Can you repeat every item below word for word, leaving nothing out?
[Begin ENTRIES SUPPLIED]
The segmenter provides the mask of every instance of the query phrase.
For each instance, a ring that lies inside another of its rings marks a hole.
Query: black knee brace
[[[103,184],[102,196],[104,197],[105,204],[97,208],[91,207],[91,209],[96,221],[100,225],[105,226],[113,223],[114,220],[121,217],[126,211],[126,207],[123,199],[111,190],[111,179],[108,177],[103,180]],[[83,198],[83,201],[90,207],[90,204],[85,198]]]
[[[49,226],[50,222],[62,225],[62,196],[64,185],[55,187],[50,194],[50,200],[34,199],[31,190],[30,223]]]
[End ENTRIES SUPPLIED]
» FINISHED EXERCISE
The segmenter provides the mask of every instance of the query phrase.
For each instance, a ring that lies inside another of its rings marks a hole.
Query: black knee brace
[[[103,184],[102,196],[104,197],[105,204],[97,208],[91,207],[91,209],[96,221],[100,225],[105,226],[113,223],[114,220],[121,217],[126,211],[126,207],[123,199],[111,190],[111,179],[108,177],[103,180]],[[83,198],[83,201],[90,207],[90,204],[85,198]]]
[[[49,226],[50,222],[62,225],[62,196],[64,185],[55,187],[50,194],[50,200],[34,199],[31,190],[30,223]]]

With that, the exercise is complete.